Start at the line containing "The service MUST place a point on the sunlit" and transcribe every line exactly through the end of the records below, and only those lines.

[Dataset records about object locations]
====

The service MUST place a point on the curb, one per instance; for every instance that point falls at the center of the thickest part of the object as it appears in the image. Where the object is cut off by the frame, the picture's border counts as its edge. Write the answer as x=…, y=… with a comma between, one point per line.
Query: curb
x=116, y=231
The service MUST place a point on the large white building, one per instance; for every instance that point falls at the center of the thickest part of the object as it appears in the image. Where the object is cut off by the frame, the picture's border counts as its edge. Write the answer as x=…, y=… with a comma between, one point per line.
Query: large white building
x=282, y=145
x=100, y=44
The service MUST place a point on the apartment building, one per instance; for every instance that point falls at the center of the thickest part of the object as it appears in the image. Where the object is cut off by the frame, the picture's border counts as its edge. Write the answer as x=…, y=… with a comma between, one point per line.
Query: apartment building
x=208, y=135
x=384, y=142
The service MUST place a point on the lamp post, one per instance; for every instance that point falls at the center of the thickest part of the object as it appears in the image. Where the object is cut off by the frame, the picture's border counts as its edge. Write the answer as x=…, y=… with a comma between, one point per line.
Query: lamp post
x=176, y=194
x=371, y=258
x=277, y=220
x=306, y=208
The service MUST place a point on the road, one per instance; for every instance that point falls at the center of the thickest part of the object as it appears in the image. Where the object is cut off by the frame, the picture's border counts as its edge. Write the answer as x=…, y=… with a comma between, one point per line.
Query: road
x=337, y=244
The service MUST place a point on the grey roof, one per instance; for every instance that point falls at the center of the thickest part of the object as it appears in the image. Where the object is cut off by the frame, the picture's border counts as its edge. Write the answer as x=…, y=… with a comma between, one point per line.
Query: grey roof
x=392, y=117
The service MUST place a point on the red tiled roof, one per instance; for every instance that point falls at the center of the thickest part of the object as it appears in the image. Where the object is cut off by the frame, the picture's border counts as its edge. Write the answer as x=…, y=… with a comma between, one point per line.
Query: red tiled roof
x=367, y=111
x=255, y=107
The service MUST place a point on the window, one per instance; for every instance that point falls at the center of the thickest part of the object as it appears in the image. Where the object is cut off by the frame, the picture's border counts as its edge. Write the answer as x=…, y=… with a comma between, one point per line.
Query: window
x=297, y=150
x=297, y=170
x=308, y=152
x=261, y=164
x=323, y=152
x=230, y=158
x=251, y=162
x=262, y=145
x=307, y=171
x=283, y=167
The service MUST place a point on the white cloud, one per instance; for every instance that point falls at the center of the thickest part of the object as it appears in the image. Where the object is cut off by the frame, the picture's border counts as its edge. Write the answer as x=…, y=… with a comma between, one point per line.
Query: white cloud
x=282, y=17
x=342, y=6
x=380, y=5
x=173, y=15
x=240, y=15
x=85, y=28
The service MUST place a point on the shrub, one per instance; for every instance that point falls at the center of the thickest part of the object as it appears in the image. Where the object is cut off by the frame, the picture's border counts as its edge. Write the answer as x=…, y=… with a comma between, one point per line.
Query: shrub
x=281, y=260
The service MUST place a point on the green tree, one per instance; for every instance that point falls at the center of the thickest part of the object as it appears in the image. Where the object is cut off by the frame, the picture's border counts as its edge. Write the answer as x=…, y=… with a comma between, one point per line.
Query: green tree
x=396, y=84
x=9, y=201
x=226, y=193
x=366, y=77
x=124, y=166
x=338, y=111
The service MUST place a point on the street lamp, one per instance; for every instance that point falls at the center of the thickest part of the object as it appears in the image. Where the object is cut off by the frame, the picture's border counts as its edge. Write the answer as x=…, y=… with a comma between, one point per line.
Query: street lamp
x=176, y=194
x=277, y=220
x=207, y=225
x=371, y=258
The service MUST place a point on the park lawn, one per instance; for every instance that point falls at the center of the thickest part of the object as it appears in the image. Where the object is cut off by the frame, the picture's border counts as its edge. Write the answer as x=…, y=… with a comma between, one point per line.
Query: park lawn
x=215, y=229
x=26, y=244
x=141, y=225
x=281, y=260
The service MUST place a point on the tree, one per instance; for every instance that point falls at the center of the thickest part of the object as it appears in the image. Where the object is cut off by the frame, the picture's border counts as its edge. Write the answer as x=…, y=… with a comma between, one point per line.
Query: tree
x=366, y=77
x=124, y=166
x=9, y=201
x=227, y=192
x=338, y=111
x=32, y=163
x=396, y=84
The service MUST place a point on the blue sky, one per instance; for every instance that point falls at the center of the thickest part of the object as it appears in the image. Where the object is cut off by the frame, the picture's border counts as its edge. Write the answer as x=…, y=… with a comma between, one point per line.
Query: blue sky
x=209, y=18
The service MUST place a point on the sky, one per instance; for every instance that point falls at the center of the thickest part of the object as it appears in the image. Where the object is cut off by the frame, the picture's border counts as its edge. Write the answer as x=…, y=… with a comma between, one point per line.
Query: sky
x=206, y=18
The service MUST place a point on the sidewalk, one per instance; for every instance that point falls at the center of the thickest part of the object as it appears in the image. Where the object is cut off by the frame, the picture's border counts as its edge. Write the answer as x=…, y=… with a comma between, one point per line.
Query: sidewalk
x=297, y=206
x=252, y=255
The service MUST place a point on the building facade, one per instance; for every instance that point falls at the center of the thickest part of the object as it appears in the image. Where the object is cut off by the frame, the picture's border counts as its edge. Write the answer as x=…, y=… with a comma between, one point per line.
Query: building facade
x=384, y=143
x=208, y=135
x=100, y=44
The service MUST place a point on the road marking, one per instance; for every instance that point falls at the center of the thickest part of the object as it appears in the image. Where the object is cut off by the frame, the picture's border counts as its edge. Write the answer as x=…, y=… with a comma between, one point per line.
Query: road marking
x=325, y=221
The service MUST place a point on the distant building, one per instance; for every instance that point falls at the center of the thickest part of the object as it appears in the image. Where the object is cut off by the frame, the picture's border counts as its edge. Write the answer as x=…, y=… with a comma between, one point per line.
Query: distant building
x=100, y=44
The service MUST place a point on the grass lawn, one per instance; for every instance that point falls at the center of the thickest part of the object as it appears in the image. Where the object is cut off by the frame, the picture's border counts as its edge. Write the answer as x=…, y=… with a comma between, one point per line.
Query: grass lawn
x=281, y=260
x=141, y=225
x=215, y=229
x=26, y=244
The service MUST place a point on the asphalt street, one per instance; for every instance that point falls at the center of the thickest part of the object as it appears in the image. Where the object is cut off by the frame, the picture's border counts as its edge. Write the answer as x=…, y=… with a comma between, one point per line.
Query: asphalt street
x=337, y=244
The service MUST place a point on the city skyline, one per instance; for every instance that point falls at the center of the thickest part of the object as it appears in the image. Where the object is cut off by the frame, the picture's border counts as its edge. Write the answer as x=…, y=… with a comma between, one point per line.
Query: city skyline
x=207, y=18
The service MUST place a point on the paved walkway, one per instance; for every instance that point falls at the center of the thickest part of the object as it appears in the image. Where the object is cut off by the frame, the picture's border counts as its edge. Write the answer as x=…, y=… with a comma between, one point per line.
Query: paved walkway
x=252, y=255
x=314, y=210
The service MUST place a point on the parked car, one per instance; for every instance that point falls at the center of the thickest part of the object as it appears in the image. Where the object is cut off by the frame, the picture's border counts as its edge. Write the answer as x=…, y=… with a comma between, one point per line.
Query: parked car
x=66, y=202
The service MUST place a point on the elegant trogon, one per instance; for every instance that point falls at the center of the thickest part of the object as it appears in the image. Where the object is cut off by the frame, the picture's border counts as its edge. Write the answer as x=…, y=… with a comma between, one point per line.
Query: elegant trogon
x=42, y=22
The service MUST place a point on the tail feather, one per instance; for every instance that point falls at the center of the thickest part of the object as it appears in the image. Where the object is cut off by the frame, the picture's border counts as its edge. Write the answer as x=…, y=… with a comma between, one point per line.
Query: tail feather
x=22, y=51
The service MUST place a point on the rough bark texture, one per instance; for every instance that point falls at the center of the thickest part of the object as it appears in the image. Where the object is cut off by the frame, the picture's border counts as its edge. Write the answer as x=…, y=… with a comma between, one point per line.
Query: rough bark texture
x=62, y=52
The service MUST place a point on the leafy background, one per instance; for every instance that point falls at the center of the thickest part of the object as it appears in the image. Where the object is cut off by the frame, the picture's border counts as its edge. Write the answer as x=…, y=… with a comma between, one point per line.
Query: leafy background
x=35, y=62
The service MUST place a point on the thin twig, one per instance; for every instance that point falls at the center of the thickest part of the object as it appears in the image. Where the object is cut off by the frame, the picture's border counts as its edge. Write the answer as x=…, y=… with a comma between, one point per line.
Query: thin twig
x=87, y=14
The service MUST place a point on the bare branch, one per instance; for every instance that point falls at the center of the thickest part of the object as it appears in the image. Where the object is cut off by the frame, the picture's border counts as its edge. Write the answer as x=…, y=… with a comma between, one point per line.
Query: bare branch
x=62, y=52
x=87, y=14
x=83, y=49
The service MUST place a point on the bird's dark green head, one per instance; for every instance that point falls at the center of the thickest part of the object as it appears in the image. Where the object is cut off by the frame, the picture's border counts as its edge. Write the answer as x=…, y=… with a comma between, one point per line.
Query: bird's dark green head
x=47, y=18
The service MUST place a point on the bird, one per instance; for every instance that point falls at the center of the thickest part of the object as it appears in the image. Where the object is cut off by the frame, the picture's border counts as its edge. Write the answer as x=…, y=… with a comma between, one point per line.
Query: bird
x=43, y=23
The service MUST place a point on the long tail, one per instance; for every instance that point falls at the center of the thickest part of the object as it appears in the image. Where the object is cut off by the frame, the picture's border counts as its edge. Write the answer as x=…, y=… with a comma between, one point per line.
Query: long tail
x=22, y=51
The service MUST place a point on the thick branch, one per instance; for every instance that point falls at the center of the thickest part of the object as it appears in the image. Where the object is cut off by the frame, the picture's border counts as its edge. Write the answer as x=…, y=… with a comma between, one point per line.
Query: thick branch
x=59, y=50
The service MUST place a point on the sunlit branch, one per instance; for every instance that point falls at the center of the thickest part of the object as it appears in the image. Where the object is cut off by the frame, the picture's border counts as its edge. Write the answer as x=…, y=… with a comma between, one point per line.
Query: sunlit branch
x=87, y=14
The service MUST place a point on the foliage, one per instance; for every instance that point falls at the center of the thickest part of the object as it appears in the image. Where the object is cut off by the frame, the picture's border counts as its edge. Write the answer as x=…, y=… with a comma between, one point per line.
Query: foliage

====

ANSWER BELOW
The service MUST place a point on the sunlit branch, one per instance; for every instance that point falls at the center of the thickest part of the object as it appears in the image. Where the object is cut off by the frame, the picture's border counts as its edge. Write the answer as x=…, y=… with a comma between, one point per line.
Query: sunlit branch
x=87, y=14
The service MUST place a point on the foliage, one per instance; for every instance that point falls at the center of the thickest part of the object as it appears in the image. Where the object is cut off by the frame, the picture's border counts as its edge. Write the answer as x=…, y=… with a comma between, one point per line.
Query: foliage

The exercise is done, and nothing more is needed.